■ ASSIGNED TASK ■
Transcribe all the entries that follow, leaving nothing out.

■ SUPPLIED ENTRIES ■
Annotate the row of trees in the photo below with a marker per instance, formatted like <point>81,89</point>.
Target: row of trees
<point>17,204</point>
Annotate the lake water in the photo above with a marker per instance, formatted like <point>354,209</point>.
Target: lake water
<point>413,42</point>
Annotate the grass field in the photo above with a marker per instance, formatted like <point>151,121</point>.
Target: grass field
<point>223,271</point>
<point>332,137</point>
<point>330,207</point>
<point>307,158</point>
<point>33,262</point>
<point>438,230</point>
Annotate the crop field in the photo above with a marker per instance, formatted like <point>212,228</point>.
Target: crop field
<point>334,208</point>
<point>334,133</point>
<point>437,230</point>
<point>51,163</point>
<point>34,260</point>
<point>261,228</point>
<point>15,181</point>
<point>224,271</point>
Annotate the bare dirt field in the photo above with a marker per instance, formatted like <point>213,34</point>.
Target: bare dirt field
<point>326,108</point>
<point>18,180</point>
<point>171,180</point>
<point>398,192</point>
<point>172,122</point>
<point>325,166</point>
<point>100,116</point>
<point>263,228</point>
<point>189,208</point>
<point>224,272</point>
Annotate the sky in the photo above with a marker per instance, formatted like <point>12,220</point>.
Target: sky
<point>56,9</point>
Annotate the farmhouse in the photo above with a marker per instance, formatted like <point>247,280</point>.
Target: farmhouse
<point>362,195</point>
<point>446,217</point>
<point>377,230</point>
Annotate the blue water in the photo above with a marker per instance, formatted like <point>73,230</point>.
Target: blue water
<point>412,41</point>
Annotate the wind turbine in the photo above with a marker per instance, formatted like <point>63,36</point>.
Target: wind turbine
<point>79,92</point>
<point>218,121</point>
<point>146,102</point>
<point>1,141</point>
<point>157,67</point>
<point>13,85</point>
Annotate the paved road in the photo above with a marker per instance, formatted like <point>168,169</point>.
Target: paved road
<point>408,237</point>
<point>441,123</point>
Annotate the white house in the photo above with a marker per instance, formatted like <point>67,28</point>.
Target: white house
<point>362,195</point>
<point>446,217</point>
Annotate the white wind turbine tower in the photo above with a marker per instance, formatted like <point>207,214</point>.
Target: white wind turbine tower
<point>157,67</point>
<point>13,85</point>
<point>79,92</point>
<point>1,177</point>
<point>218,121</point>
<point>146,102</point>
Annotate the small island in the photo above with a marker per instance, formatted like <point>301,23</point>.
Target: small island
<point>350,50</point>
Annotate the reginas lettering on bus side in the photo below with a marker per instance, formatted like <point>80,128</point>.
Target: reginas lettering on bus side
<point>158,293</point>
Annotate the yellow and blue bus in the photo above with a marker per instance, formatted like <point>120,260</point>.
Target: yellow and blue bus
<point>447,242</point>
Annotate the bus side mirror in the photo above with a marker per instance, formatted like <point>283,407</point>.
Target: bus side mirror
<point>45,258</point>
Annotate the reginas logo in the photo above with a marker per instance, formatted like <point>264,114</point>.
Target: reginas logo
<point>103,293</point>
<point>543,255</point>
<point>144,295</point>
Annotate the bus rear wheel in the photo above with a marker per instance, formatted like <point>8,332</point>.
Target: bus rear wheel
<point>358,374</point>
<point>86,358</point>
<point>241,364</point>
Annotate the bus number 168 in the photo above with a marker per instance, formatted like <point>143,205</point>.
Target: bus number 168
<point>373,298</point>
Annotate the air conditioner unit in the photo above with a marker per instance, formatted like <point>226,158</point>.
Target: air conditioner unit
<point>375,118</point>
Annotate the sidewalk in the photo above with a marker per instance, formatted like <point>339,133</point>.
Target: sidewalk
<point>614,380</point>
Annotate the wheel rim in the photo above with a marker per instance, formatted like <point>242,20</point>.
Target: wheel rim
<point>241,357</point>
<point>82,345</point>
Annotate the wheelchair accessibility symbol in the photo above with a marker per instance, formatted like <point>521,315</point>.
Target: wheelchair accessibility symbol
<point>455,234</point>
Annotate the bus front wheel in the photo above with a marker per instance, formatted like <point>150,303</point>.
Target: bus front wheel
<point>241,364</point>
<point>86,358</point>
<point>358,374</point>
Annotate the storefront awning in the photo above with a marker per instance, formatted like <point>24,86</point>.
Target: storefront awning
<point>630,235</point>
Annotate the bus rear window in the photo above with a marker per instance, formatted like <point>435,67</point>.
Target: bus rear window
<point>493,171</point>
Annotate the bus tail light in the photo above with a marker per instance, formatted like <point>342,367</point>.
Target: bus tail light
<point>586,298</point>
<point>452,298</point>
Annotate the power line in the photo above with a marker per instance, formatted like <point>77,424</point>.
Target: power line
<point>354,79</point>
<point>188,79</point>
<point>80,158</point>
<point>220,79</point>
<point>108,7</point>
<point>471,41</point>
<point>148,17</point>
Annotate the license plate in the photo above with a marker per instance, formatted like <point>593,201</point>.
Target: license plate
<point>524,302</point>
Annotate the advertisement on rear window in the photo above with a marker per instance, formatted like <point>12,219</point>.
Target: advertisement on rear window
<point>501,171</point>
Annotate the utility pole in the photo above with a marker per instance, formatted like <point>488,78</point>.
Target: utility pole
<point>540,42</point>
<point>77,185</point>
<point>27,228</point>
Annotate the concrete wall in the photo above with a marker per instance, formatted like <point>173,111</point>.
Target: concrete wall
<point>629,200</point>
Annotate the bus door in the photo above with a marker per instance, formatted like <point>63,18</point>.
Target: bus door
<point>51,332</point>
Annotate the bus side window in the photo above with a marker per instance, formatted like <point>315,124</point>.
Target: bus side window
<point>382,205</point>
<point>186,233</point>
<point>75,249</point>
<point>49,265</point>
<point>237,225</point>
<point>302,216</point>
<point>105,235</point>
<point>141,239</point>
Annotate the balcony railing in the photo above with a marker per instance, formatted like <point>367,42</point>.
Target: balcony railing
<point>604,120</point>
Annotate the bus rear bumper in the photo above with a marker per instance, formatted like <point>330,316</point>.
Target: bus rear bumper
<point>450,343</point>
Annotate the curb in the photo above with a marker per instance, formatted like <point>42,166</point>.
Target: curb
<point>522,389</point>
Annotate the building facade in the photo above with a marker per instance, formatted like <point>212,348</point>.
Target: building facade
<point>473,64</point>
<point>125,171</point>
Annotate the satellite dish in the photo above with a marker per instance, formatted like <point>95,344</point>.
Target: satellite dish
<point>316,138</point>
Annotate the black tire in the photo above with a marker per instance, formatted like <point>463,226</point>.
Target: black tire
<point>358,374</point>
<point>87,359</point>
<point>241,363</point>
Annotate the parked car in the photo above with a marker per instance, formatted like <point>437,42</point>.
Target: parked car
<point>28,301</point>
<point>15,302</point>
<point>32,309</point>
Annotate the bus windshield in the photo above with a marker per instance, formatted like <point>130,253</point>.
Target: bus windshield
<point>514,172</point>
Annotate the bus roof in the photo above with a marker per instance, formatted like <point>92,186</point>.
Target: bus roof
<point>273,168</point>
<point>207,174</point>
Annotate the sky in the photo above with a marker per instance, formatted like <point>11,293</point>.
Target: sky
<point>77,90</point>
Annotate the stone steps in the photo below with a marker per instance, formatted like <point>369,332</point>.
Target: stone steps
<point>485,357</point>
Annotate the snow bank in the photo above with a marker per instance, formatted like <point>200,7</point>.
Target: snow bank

■ SOLUTION BELOW ■
Annotate the row of trees in the photo below with a marker per instance, formatted like <point>81,89</point>.
Target: row of trees
<point>17,204</point>
Annotate the lake water in the photo above with a marker per instance, formatted like <point>354,209</point>.
Target: lake water
<point>413,42</point>
Annotate the grass field in the photo above with a marker per instance, formatted like <point>151,121</point>.
Target: grass field
<point>223,271</point>
<point>332,137</point>
<point>330,207</point>
<point>307,158</point>
<point>33,262</point>
<point>438,230</point>
Annotate the crop field in the photo above with a marker per instance, formatted like <point>212,228</point>.
Target: crop field
<point>334,208</point>
<point>334,133</point>
<point>437,230</point>
<point>51,163</point>
<point>34,260</point>
<point>261,228</point>
<point>15,181</point>
<point>224,271</point>
Annotate the bare dirt field in the photo above with a marker per instance, formatted like <point>213,34</point>.
Target: bare dirt field
<point>326,108</point>
<point>18,180</point>
<point>171,180</point>
<point>398,192</point>
<point>172,122</point>
<point>325,166</point>
<point>100,116</point>
<point>263,228</point>
<point>189,208</point>
<point>224,272</point>
Annotate the sky in the photo above with a marker per instance, formatted like <point>12,220</point>.
Target: sky
<point>56,9</point>
Annotate the farmhouse in the photo above with a marker per instance, formatted like <point>247,280</point>.
Target: farmhouse
<point>362,195</point>
<point>446,217</point>
<point>377,230</point>
Annotate the blue water in the photo above with a marker per instance, formatted like <point>73,230</point>.
Target: blue water
<point>412,41</point>
Annotate the wind turbine in the photo above with a marker per instance, formatted like <point>63,36</point>.
Target: wind turbine
<point>79,92</point>
<point>218,121</point>
<point>146,102</point>
<point>1,141</point>
<point>157,67</point>
<point>13,85</point>
Annotate the paved road in the photo above with a marker per instance, formatted like <point>168,169</point>.
Target: paved road
<point>408,237</point>
<point>441,123</point>
Annotate the white house in the photo above with a marker per instance, formatted like <point>67,28</point>.
Target: white house
<point>362,195</point>
<point>446,217</point>
Annotate the white wind turbine tower in the photo above with a marker per instance, formatted like <point>207,214</point>.
Target: white wind turbine tower
<point>157,67</point>
<point>13,85</point>
<point>79,92</point>
<point>1,177</point>
<point>218,121</point>
<point>146,102</point>
Annotate the small island in the photo above with a marker per instance, formatted like <point>301,23</point>.
Target: small island
<point>350,50</point>
Annotate the reginas lettering on bus side in the photo below with a marker per instance, formatted like <point>80,128</point>.
Target: reginas lettering on bus side
<point>158,293</point>
Annotate the yellow and blue bus in the photo above with a marker per instance, formatted like <point>120,260</point>.
Target: yellow and blue bus
<point>447,242</point>
Annotate the bus side mirror in the photo above with a marker per instance, formatted like <point>283,407</point>.
Target: bus side mirror
<point>45,258</point>
Annotate the reginas logo in the photo above with a marker per instance, formatted like <point>264,114</point>.
Target: reginas logo
<point>103,293</point>
<point>543,255</point>
<point>144,295</point>
Annotate the bus rear wheel in the photo above with a marker per instance, formatted like <point>8,332</point>.
Target: bus rear wheel
<point>358,374</point>
<point>86,358</point>
<point>241,364</point>
Annotate the bus number 168 in the photo above with a marker per instance, formatted like <point>143,205</point>.
Target: bus number 168
<point>373,298</point>
Annotate the air conditioner unit in the photo above with a marker per instance, formatted like <point>226,158</point>.
Target: air conditioner unit
<point>375,118</point>
Annotate the sidewalk in the photo above with a marker per instance, formatted like <point>339,133</point>.
Target: sidewalk
<point>614,380</point>
Annotate the wheel rim in the photo above with a marker per instance, formatted like <point>242,20</point>.
Target: wheel rim
<point>241,357</point>
<point>82,345</point>
Annotate the wheelchair accessibility symbol in the photo above with a marker per instance, formatted like <point>521,315</point>.
Target: wheelchair accessibility symbol
<point>455,234</point>
Annotate the bus front wheel in the photo above with a marker per instance, formatted like <point>150,303</point>.
Target: bus front wheel
<point>241,364</point>
<point>86,358</point>
<point>358,374</point>
Annotate the storefront awning in the photo above with a marker per instance, formatted like <point>24,86</point>.
Target: storefront awning
<point>630,235</point>
Annotate the bus rear window in the photo above with a marker per instance, formatted like <point>435,67</point>.
Target: bus rear window
<point>493,171</point>
Annotate the bus tail light in the photo above with a marker per instance, formatted like <point>342,367</point>.
Target: bus tail light
<point>586,298</point>
<point>452,298</point>
Annotate the power line in the photo above with a marker per instance, formatted like <point>77,424</point>.
Target: power line
<point>354,79</point>
<point>188,79</point>
<point>80,158</point>
<point>220,79</point>
<point>108,7</point>
<point>471,41</point>
<point>148,17</point>
Annotate the license plate in the photo above with a marker per instance, formatted like <point>593,201</point>.
Target: license plate
<point>524,302</point>
Annotate the advertisement on rear window in the photo above with a marker per instance, formatted like <point>12,219</point>.
Target: advertisement on rear window
<point>501,171</point>
Annotate the utility pole in the photo above with a marker per instance, formatted like <point>488,78</point>.
Target: utility pole
<point>540,42</point>
<point>77,185</point>
<point>27,228</point>
Annotate the concrete wall in the photo above with a marker per instance, formatted like <point>173,111</point>.
Target: concrete wall
<point>629,200</point>
Annotate the bus door in the photo above with a marker per instance, formatted like <point>63,18</point>.
Target: bus door
<point>51,332</point>
Annotate the bus side window in the photo above with a marker per instance, formatted like <point>315,124</point>.
Target: bus side window
<point>382,205</point>
<point>186,233</point>
<point>75,249</point>
<point>49,265</point>
<point>237,225</point>
<point>302,216</point>
<point>105,235</point>
<point>141,239</point>
Annotate the balcony railing in the photo above with a marker per instance, formatted like <point>367,42</point>.
Target: balcony railing
<point>604,120</point>
Annotate the bus rear bumper in the photo above with a marker per instance, formatted like <point>330,316</point>.
Target: bus rear bumper
<point>450,343</point>
Annotate the curb in the photo above with a marker per instance, formatted like <point>42,166</point>.
Target: curb
<point>522,389</point>
Annotate the building facade in the photo above with a marker per instance, formatted like <point>212,348</point>.
Target: building facade
<point>473,64</point>
<point>125,171</point>
Annotate the satellite dish in the photo above with a marker per instance, formatted like <point>95,344</point>.
Target: satellite dish
<point>316,138</point>
Annotate the black tire in the photo above with a marker per instance, formatted like <point>463,226</point>.
Target: black tire
<point>358,374</point>
<point>87,359</point>
<point>241,363</point>
Annotate the parked car in the photo above with a marker per instance, formatted like <point>437,42</point>.
Target: parked car
<point>28,301</point>
<point>15,302</point>
<point>32,309</point>
Annotate the bus windshield in the photo above with a marker per instance, formatted like <point>130,253</point>.
Target: bus windshield
<point>514,172</point>
Annotate the bus roof in the photo above with a marker per instance, formatted like <point>92,186</point>.
Target: bus roof
<point>273,168</point>
<point>207,174</point>
Annotate the sky in the photo above with a marker per instance, formatted like <point>11,293</point>.
Target: sky
<point>77,90</point>
Annotate the stone steps in the photo below with a marker per instance, formatted like <point>369,332</point>.
Target: stone steps
<point>485,357</point>
Annotate the snow bank in the photo above with a marker per instance, formatted like <point>200,7</point>.
Target: snow bank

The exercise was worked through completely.